● **Quoted passage**:
########
Saudization (), officially the Saudi nationalization scheme and also known as Nitaqat (), is a policy that is implemented in the Kingdom of Saudi Arabia by the Ministry of Labor and Social Development, which requires companies and enterprises to fill their workforce with Saudi nationals up to certain levels.

Prior to its implementation, the private sector was largely dominated by expatriate workers from India, Pakistan, the Philippines, and Arab countries such as Lebanon and Egypt.

The Saudi Government took the decision to reduce unemployment among native Saudis, under the slogan 'Let's Put the Saudi in Saudization'.  Companies that fail to comply with Saudization regulations have been warned that they "will not be awarded government contracts". While the "Saudi political elite" is agreed on the importance of Saudization, Saudi businesses have complained about its implementation and sought ways to avoid it.

In 2017, updates to the Saudization percentages were announced, differing in the number of Saudi nationals required depending on industry and company size.

History
While many Saudi native men found employment with the government, there were not enough government jobs as over 65% of the population is of working age. 
'Saudization' of the workforce has been a goal of the kingdom since at least the Fourth Development Plan (1985-1989) which called for replacing foreign workers with Saudi natives as one of its objectives. Immigration was tightened and many undocumented foreign workers were deported, but the program was only a marginal success.
########
● **Material provided**:
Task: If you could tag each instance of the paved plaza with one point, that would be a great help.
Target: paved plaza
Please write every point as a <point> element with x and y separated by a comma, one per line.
########
● **Work instructions**:
1 - Return the part of the Saudization text that runs from "In 2017, updates" up to and including "a marginal success.", copied word for word.
2 - Write the next part of the Saudization text, starting after its last sentence.

● **Expected results**:
1 -
In 2017, updates to the Saudization percentages were announced, differing in the number of Saudi nationals required depending on industry and company size.

History
While many Saudi native men found employment with the government, there were not enough government jobs as over 65% of the population is of working age. 
'Saudization' of the workforce has been a goal of the kingdom since at least the Fourth Development Plan (1985-1989) which called for replacing foreign workers with Saudi natives as one of its objectives. Immigration was tightened and many undocumented foreign workers were deported, but the program was only a marginal success.

2 -
A Saudization goal for 2003 was that at least 30% of employees of companies with 20 or more workers should be Saudi natives, (although only 300,000 people were employed by companies of this size).

In June 2006, negotiations between business executives and senior government leaders, including King Abdullah, led to reductions of Saudization targets in some work sectors from 30 percent to 10 percent, and full waivers from Saudization in the case of two Chinese companies, according to discussions between US ambassador James C. Oberwetter and Saudi executives.

In 2014 the Saudi Gazette reported that one of the targets of the kingdom's Ninth Development Plan (2010-2015) -- to "bring down the unemployment rate to 5.5 percent and revive the Saudization strategy"—had not been realized.

Currently, the plan targets Saudi youths as well he women workers for the growth of the kingdom's economy. The Shura council (a consultative body) dictated that as of 2007, 70 percent of the work force were Saudi. Between 2011 and 2013, the transportation and communication sectors recorded the highest improvement in Saudization rates from 9 percent to 20 percent. Manufacturing also underwent a notable improvement in Saudization rates (from 13 percent to 19.3 percent). Academics working on aspects of Saudization include, among many others, Ingo Forstenlechner from United Arab Emirates University, Kasim Randeree from the British University of Dubai, Paul Knoglinger from the FHWien, Marie-France Waxin from the American University of Sharjah.

Saudization rates in the retail and construction sectors also improved from 12.9 percent and 7.2 percent to 18.4 percent and 10.3 percent respectively, said the report.
Taking average growth for the period between 2011 and 2013, improved Saudization rates in the transportation sector came mainly as a result of a significant 59 percent growth in employment of Saudis. Average Saudi employment growth in the manufacturing and wholesale and retail sectors was also high, at 25 percent each. 
Meanwhile, employment growth for non-Saudis averaged just 4 percent and 7 percent respectively.

The construction sector — the most labor-intensive part of the private sector — recorded an impressive 34 percent average growth in employment of Saudis, while employment of non-Saudis in the sector grew by 14 percent. 
The higher growth in Saudi employment in the construction sector is impressive given the particularly high wage differential from non-Saudis. Saudis in the construction sector earned a monthly average of SR3,330 in 2013, while non-Saudis earned only SR1,029.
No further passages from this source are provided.